STATED PROBLEM 1: From the DeepSpeed pipelined GEMM page below, echo the passage starting with "Description" and going on through "with on-the-fly conversions.", copying it word for word.
STATED PROBLEM 2: According to the DeepSpeed pipelined GEMM page below, which GPU architectures does CustomMmaPipelined work across?

DOCUMENT EXCERPT:

---------------

Implementation:Deepspeedai DeepSpeed Evoformer MMA Pipelined
| Knowledge Sources | |
|---|---|
| Domains | Attention, CUTLASS_Kernels, DeepSpeed4Science |
| Last Updated | 2026-02-09 00:00 GMT |
Overview
A double-buffered threadblock-scoped GEMM implementation for overlapping data transfers with computation using two stages of shared memory.
Description
CustomMmaPipelined implements a classic double-buffered matrix multiplication kernel with two shared memory stages. While one stage is being computed on by tensor cores, the next stage is being loaded from global memory, effectively hiding memory latency. This implementation works across all GPU architectures (Volta, Turing, Ampere) and serves as a fallback when multistage pipelining cannot be used due to shared memory constraints or when targeting pre-Ampere GPUs. The template supports optional data type transformations (TransformA/TransformB) applied during the global-to-shared memory transfer, enabling mixed-precision computations with on-the-fly conversions.

---------------

MATERIAL SHOWN:
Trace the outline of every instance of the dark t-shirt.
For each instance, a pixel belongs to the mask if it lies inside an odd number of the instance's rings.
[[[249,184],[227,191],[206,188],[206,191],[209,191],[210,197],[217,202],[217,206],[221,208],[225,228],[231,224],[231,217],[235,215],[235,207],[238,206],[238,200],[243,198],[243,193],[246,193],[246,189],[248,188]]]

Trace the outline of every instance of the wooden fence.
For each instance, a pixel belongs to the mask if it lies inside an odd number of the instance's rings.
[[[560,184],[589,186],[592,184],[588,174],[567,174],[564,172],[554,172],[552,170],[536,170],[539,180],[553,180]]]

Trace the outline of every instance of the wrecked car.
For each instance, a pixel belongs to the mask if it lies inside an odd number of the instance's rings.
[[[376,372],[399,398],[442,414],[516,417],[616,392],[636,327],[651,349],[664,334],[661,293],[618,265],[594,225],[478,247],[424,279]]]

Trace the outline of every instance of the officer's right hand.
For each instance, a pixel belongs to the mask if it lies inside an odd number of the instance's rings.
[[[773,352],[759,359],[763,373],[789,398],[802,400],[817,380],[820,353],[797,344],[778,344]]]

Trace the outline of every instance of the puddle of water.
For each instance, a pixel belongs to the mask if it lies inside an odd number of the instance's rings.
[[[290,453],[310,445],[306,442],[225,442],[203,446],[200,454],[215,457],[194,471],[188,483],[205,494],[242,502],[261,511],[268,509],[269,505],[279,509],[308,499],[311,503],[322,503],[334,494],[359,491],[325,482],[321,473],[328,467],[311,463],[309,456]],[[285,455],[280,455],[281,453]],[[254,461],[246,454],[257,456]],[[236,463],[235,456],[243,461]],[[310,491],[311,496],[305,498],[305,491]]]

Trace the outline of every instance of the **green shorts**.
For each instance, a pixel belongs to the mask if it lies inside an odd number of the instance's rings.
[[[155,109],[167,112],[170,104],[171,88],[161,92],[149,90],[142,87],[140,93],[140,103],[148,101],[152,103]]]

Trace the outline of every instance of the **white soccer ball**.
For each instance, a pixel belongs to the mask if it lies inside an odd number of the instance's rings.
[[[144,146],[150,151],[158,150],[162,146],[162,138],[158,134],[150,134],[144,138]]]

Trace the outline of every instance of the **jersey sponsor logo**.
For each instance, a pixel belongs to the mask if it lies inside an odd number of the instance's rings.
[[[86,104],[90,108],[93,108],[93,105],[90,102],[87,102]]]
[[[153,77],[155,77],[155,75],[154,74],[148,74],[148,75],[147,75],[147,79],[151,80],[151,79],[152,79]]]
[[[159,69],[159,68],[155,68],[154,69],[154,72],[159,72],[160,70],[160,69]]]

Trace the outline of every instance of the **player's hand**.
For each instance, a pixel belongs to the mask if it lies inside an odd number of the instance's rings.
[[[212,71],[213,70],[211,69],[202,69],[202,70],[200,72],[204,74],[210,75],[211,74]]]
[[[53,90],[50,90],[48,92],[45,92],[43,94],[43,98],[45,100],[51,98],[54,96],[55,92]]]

---------------

ANSWER 1:
Description
CustomMmaPipelined implements a classic double-buffered matrix multiplication kernel with two shared memory stages. While one stage is being computed on by tensor cores, the next stage is being loaded from global memory, effectively hiding memory latency. This implementation works across all GPU architectures (Volta, Turing, Ampere) and serves as a fallback when multistage pipelining cannot be used due to shared memory constraints or when targeting pre-Ampere GPUs. The template supports optional data type transformations (TransformA/TransformB) applied during the global-to-shared memory transfer, enabling mixed-precision computations with on-the-fly conversions.

ANSWER 2: Volta, Turing, and Ampere.